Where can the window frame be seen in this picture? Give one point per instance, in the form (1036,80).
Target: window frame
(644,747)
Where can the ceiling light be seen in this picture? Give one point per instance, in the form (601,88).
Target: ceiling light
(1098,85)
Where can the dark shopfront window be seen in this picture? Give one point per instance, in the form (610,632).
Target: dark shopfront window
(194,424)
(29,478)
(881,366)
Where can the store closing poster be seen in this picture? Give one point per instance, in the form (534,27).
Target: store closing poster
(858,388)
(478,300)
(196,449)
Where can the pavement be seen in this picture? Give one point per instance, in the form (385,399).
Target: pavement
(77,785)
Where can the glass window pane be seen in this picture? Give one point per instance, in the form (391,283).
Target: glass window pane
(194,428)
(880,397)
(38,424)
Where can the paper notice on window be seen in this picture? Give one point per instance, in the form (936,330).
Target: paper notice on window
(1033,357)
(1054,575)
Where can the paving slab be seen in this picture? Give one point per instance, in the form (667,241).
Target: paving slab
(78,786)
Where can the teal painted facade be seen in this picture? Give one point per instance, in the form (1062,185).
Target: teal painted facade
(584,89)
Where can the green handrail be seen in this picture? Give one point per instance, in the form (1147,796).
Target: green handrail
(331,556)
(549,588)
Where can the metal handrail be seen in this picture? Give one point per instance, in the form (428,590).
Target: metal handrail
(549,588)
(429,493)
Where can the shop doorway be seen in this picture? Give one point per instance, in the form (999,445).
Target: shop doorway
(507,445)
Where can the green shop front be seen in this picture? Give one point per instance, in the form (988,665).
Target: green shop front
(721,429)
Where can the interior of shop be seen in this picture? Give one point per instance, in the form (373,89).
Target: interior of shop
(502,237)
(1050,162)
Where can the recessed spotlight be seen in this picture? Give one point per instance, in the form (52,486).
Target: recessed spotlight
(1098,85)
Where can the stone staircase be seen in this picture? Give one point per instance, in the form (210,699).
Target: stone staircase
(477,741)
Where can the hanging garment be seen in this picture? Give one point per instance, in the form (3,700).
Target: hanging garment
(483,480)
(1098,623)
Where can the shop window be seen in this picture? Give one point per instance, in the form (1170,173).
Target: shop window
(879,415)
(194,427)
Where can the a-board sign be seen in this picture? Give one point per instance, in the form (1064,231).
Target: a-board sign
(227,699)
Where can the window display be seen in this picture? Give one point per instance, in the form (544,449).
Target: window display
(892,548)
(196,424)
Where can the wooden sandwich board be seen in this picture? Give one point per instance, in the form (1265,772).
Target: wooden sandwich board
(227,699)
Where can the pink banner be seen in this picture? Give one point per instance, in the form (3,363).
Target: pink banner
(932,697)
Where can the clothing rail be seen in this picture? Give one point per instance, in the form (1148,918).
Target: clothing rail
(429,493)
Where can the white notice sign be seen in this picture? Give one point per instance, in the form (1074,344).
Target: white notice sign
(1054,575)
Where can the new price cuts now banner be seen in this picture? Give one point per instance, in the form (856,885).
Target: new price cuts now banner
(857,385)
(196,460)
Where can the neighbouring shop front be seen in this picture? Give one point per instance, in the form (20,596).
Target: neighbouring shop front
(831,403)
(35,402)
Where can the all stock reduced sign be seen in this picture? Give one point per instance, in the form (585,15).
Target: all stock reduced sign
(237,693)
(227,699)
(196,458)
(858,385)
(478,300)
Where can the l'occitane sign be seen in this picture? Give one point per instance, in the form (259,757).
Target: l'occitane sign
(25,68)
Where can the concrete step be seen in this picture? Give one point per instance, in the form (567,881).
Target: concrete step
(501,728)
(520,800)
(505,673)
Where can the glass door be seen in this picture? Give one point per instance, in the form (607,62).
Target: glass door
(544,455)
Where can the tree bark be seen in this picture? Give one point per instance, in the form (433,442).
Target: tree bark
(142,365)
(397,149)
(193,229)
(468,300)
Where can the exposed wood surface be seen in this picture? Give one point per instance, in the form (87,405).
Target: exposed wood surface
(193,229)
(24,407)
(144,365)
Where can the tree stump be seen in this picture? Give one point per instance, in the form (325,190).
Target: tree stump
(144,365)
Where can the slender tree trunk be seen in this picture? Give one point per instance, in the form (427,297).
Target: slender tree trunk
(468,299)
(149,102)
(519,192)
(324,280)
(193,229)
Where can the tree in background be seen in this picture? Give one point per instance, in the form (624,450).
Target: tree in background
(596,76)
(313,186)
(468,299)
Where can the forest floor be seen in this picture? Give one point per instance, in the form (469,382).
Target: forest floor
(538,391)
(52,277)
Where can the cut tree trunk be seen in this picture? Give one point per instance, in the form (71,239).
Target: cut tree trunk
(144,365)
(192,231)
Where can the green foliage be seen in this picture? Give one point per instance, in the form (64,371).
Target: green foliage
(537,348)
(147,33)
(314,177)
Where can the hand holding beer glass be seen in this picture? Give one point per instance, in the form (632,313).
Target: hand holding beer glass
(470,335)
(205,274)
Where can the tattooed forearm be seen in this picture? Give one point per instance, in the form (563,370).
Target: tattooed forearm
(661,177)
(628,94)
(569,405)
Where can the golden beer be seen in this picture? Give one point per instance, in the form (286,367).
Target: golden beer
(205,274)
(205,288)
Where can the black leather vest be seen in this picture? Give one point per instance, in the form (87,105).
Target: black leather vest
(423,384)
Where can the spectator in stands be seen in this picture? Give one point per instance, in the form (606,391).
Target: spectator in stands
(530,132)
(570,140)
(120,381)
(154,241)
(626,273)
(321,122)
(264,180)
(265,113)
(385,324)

| 演習の目的 |
上の行をすべて、空行を除いた番号付きリストの形に整えてください。

| 課題の解答 |
1. Where can the window frame be seen in this picture? Give one point per instance, in the form (1036,80).
2. Target: window frame
3. (644,747)
4. Where can the ceiling light be seen in this picture? Give one point per instance, in the form (601,88).
5. Target: ceiling light
6. (1098,85)
7. Where can the dark shopfront window be seen in this picture? Give one point per instance, in the form (610,632).
8. Target: dark shopfront window
9. (194,424)
10. (29,478)
11. (881,366)
12. Where can the store closing poster be seen in this picture? Give one point per instance, in the form (534,27).
13. Target: store closing poster
14. (858,388)
15. (478,300)
16. (196,449)
17. Where can the pavement be seen in this picture? Give one point per instance, in the form (385,399).
18. Target: pavement
19. (77,785)
20. Where can the glass window pane be seen in this picture? Give one point per instance, in the form (391,283).
21. Target: glass window pane
22. (194,428)
23. (880,397)
24. (38,424)
25. Where can the paper notice on window be seen in this picture? Give one point per instance, in the form (936,330).
26. Target: paper notice on window
27. (1033,357)
28. (1054,575)
29. Where can the paving slab be seen in this picture? Give one point per instance, in the form (667,241).
30. Target: paving slab
31. (78,786)
32. Where can the teal painted facade be seen in this picture? Give one point per instance, in the form (1062,185).
33. Target: teal painted facade
34. (584,89)
35. Where can the green handrail be seen in this picture? Give one point per instance, in the form (1147,796).
36. Target: green handrail
37. (331,556)
38. (549,588)
39. Where can the metal handrail be seen in this picture? Give one point per instance, in the form (428,590).
40. Target: metal handrail
41. (549,588)
42. (429,493)
43. Where can the shop doorway be seen in this picture? Give one point per instance, in the form (999,445).
44. Target: shop doorway
45. (507,445)
46. Where can the green shop front be seen in this picture? Give one point per instance, in the form (988,665).
47. Target: green shop front
48. (721,429)
49. Where can the interior of shop be seen in this picture? Give one point per instance, in the form (373,89).
50. Target: interior of shop
51. (502,237)
52. (1050,162)
53. Where can the recessed spotlight be seen in this picture? Give one point per instance, in the form (52,486).
54. Target: recessed spotlight
55. (1098,85)
56. Where can the stone staircase be seen in this picture? Give one point per instance, in the form (210,699).
57. Target: stone staircase
58. (477,741)
59. Where can the hanging garment be seen in this picture? Give one point per instance, in the form (3,700).
60. Target: hanging garment
61. (483,480)
62. (1098,623)
63. Where can the shop window be seen in this picture? Give one point per instance, in the form (1170,173).
64. Target: shop window
65. (879,415)
66. (194,427)
67. Where can the a-board sign be seen in this picture? Give one point per instance, in the form (1064,231).
68. Target: a-board sign
69. (227,699)
70. Where can the window display be seen in this picture? Give one point per instance, in the form (544,449).
71. Target: window display
72. (892,548)
73. (196,424)
74. Where can the wooden sandwich board be seen in this picture? Give one point per instance, in the form (1265,772).
75. Target: wooden sandwich board
76. (227,699)
77. Where can the pink banner be seen in this picture? Give one point per instance, in the form (3,363).
78. Target: pink banner
79. (932,697)
80. Where can the clothing rail be seen in this picture? Give one point per instance, in the form (1148,918).
81. Target: clothing rail
82. (429,493)
83. Where can the white notice sign be seen in this picture? Give one point per instance, in the form (1074,344).
84. Target: white notice sign
85. (1054,575)
86. Where can the new price cuts now banner be seen in this picture? Give one point per instance, in the form (856,885).
87. Target: new price cuts now banner
88. (857,385)
89. (196,460)
90. Where can the neighbouring shop front be seen in this picture? Give one point per instance, in the form (20,596).
91. Target: neighbouring shop front
92. (831,403)
93. (35,402)
94. Where can the all stock reduced sign be seen in this picture? Give one point per instance, in the form (585,15).
95. Target: all stock reduced sign
96. (237,693)
97. (227,699)
98. (196,458)
99. (858,385)
100. (478,300)
101. Where can the l'occitane sign be seen in this picture? Give one point per instance, in the form (259,757).
102. Target: l'occitane sign
103. (25,68)
104. Where can the concrete step be seen in this picture? Give one point per instance, in the form (567,881).
105. Target: concrete step
106. (501,728)
107. (520,800)
108. (505,673)
109. Where can the glass door be seen in this picture? Give one point per instance, in the form (607,62).
110. Target: glass door
111. (544,455)
112. Where can the tree bark be seen in this picture? Give one point per instance, in the form (433,442).
113. Target: tree bark
114. (142,365)
115. (397,149)
116. (193,229)
117. (468,300)
118. Where can the exposed wood surface be seen in this picture? Give one point per instance, in the form (87,405).
119. Target: exposed wood surface
120. (193,229)
121. (24,407)
122. (144,365)
123. Where can the tree stump be seen in this picture? Give one point per instance, in the form (325,190).
124. Target: tree stump
125. (144,365)
126. Where can the slender tree trunk be seen in this picture? Give one point per instance, in the form (427,297).
127. Target: slender tree trunk
128. (468,299)
129. (149,102)
130. (519,192)
131. (324,280)
132. (193,229)
133. Where can the tree in background be seen in this picture? Give one point per instance, in the form (624,450).
134. Target: tree in background
135. (596,76)
136. (313,186)
137. (468,299)
138. Where can the forest floor be seen in this picture? Give one point per instance, in the form (469,382).
139. Target: forest floor
140. (538,391)
141. (52,277)
142. Where can the cut tree trunk be seen in this picture? Give one point per instance, in the form (71,239).
143. Target: cut tree trunk
144. (144,365)
145. (192,231)
146. Where can the green foliage be seen in this picture? Give one point per instance, in the form (64,371).
147. Target: green foliage
148. (537,348)
149. (147,33)
150. (314,177)
151. Where can the hand holding beer glass be seen in this picture? Give one point per instance, in the form (632,313).
152. Target: hand holding beer glass
153. (470,335)
154. (205,274)
155. Where can the tattooed forearm be seen in this picture? Give one point per instance, in the form (563,370).
156. Target: tattooed forearm
157. (661,177)
158. (628,94)
159. (569,405)
160. Where can the golden beer be seen in this picture? Give one point per instance, in the form (286,367).
161. Target: golden beer
162. (205,274)
163. (205,288)
164. Where can the black leather vest be seen in this picture? Give one point per instance, in the form (87,105).
165. Target: black leather vest
166. (423,384)
167. Where can the spectator in stands be seen in this picture? Give one point per instance, in the form (606,391).
168. Target: spectator in stands
169. (530,132)
170. (570,140)
171. (120,381)
172. (154,241)
173. (626,273)
174. (321,122)
175. (264,180)
176. (265,113)
177. (385,324)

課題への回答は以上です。